--- Start ---
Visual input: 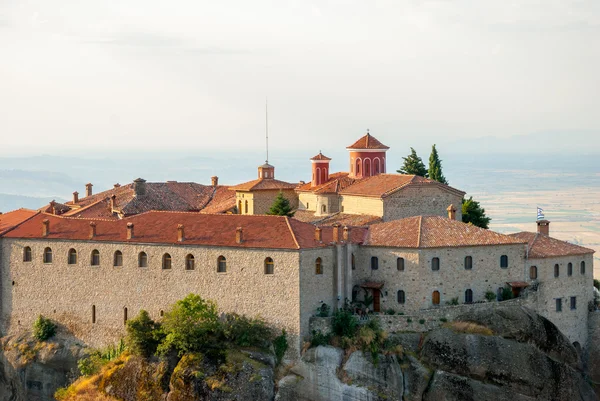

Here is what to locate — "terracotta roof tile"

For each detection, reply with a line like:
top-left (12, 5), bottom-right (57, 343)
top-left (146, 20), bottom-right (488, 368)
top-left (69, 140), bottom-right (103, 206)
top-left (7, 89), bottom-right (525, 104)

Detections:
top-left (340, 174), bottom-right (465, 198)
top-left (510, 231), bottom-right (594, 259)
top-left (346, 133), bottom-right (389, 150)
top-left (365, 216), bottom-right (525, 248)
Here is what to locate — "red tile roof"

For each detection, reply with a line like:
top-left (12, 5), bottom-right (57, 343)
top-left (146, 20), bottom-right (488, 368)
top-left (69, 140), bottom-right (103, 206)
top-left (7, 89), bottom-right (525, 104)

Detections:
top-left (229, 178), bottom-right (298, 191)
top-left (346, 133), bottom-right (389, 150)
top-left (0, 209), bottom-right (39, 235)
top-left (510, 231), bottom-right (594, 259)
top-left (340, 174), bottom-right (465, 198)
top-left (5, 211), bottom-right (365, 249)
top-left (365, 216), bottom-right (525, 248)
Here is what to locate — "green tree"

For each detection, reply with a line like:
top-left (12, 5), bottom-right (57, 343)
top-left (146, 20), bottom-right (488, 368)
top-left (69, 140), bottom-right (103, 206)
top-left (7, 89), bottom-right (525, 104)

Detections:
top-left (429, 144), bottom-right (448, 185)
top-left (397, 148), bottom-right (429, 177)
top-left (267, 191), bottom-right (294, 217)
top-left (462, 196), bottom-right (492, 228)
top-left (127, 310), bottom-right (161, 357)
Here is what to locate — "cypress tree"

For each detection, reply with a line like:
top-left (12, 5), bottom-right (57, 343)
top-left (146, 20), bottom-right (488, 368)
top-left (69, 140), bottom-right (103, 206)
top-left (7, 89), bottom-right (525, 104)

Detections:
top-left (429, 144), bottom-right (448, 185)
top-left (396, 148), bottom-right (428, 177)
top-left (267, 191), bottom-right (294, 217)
--- End ---
--- Start ---
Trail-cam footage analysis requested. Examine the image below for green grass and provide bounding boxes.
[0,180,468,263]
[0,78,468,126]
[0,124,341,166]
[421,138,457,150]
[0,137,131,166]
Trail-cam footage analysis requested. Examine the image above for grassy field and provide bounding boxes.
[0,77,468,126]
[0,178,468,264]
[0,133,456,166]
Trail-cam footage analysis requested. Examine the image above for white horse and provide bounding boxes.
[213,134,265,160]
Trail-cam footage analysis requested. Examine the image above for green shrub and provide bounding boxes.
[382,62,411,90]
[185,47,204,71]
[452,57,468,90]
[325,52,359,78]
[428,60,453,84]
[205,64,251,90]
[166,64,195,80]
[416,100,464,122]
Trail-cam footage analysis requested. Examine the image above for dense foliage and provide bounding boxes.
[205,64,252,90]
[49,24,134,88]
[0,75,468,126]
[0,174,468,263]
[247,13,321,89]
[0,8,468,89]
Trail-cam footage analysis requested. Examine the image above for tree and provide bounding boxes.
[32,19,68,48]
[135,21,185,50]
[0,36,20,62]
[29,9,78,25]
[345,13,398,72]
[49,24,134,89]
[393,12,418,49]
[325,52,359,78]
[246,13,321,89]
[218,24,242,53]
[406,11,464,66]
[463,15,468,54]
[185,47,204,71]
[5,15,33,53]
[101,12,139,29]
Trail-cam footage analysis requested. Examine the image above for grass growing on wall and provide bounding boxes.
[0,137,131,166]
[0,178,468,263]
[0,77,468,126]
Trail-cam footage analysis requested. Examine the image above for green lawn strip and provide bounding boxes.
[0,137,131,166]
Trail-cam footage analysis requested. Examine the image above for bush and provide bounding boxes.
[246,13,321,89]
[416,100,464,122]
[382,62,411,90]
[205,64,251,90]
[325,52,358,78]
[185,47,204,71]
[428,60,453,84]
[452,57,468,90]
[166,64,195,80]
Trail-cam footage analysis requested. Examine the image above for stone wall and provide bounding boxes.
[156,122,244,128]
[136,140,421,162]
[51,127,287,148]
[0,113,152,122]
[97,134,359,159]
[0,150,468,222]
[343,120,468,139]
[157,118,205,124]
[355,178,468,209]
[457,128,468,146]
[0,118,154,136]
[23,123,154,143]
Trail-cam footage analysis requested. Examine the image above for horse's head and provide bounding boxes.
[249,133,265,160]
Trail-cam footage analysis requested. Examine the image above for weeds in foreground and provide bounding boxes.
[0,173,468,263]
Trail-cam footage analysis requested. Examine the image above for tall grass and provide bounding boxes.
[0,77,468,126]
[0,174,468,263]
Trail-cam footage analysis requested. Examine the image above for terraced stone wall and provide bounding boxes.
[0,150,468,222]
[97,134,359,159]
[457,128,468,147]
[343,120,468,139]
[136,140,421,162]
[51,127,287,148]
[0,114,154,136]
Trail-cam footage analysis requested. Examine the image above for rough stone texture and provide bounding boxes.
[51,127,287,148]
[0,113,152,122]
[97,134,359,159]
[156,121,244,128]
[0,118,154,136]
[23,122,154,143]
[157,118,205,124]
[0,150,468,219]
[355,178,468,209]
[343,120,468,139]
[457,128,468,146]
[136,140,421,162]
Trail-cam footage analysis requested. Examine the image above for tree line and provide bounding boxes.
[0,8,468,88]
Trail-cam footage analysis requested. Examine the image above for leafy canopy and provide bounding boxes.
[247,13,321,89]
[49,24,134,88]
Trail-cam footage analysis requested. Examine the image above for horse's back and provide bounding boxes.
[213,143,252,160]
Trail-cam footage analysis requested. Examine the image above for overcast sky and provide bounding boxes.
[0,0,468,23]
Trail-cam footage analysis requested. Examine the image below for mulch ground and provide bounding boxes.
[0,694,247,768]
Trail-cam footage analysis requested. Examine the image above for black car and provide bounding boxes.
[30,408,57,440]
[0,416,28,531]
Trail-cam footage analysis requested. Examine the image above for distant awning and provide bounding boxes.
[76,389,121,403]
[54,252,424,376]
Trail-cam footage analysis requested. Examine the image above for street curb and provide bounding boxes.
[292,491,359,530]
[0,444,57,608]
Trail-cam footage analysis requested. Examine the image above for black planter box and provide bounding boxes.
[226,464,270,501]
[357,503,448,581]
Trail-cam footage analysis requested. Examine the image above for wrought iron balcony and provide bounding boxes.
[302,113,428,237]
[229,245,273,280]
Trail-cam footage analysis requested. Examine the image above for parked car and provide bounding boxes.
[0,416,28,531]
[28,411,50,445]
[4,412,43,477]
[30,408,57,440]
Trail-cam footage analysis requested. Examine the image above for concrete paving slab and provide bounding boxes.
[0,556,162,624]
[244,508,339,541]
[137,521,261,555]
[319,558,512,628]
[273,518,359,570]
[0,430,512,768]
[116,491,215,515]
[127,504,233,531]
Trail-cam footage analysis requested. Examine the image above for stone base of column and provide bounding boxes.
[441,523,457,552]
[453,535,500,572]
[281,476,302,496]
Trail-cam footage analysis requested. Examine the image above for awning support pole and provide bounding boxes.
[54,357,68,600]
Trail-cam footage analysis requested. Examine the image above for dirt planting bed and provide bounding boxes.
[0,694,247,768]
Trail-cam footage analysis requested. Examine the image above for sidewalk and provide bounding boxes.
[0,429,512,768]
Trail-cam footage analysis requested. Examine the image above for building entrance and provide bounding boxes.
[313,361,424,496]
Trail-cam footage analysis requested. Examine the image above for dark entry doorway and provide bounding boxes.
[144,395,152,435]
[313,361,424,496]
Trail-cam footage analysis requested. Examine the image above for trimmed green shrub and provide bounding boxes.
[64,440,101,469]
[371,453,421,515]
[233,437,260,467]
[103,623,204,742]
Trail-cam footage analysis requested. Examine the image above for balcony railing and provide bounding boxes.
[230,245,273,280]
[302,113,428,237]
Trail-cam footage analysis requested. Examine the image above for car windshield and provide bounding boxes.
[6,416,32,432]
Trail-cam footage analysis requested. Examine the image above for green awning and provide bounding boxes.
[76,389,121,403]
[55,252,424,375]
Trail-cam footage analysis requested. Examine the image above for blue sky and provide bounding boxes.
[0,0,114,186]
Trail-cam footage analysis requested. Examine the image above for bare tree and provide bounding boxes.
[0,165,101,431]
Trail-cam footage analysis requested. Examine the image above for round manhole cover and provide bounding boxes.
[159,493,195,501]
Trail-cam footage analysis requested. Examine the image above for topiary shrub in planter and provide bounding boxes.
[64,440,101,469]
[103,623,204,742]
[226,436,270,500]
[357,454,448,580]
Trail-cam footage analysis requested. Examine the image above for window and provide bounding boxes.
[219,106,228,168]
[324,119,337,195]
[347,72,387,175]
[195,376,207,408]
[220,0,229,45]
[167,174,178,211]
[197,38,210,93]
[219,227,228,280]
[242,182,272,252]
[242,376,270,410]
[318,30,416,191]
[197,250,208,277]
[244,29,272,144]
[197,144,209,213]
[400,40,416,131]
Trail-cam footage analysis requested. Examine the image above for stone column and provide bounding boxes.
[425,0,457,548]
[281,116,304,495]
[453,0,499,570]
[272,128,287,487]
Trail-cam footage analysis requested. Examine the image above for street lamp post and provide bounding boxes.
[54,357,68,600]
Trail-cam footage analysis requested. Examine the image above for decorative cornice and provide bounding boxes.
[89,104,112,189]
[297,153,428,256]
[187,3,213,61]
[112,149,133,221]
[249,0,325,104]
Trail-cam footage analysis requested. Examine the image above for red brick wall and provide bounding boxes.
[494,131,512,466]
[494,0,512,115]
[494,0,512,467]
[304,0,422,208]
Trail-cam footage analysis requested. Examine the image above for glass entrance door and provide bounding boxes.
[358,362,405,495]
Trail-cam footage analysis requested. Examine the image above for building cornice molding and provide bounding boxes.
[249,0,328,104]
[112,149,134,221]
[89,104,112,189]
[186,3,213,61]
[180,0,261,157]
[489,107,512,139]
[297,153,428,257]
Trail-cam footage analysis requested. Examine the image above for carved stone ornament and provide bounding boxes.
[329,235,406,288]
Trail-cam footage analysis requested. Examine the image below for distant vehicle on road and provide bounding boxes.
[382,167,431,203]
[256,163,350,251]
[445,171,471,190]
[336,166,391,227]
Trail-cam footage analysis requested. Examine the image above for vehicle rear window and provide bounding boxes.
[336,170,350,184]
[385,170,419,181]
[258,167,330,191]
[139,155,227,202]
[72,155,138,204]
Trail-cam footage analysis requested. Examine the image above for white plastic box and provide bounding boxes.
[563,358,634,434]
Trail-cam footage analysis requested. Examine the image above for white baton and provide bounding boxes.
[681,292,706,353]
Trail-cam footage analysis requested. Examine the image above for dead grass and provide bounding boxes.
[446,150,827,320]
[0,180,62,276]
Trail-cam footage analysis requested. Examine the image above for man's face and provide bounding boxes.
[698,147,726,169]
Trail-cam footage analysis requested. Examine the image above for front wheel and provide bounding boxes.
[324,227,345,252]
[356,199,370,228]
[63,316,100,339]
--- End ---
*WRITTEN REQUEST*:
Please convert the data between the lines holding "for window and provide bounding boxes." and "[358,362,405,495]", inclusive, into a Markdown table with the columns Number and Content, leaving out blank lines.

*CORRECT RESULT*:
| Number | Content |
|---|---|
| 1 | Trail-cam footage analysis requested. Examine the image above for window and provide bounding boxes. |
| 2 | [219,106,228,168] |
| 3 | [324,119,337,195] |
| 4 | [347,72,387,175] |
| 5 | [195,376,207,408] |
| 6 | [220,0,229,45] |
| 7 | [167,174,178,211] |
| 8 | [197,38,210,93] |
| 9 | [219,227,228,280] |
| 10 | [242,182,272,252] |
| 11 | [242,376,270,410] |
| 12 | [318,30,416,191] |
| 13 | [197,250,208,277] |
| 14 | [244,29,272,144] |
| 15 | [197,144,209,213] |
| 16 | [400,40,416,131] |
| 17 | Trail-cam footage analysis requested. Examine the image above for stone column and provide bounding boxes. |
| 18 | [425,0,457,548] |
| 19 | [281,116,304,495] |
| 20 | [453,0,499,570] |
| 21 | [272,128,287,487] |
| 22 | Trail-cam footage analysis requested. Examine the image above for street lamp post and provide bounding boxes. |
| 23 | [54,357,68,600] |
| 24 | Trail-cam footage analysis requested. Examine the image above for decorative cornice and provide bounding boxes. |
| 25 | [89,104,112,189] |
| 26 | [297,153,428,256] |
| 27 | [187,3,213,61] |
| 28 | [112,149,133,221] |
| 29 | [249,0,325,104] |
| 30 | Trail-cam footage analysis requested. Examine the image above for red brick wall and provide bounding boxes. |
| 31 | [494,131,512,466] |
| 32 | [494,0,512,115] |
| 33 | [494,0,512,467] |
| 34 | [304,0,422,208] |
| 35 | Trail-cam footage analysis requested. Examine the image above for glass entrance door and provide bounding boxes. |
| 36 | [358,362,405,495] |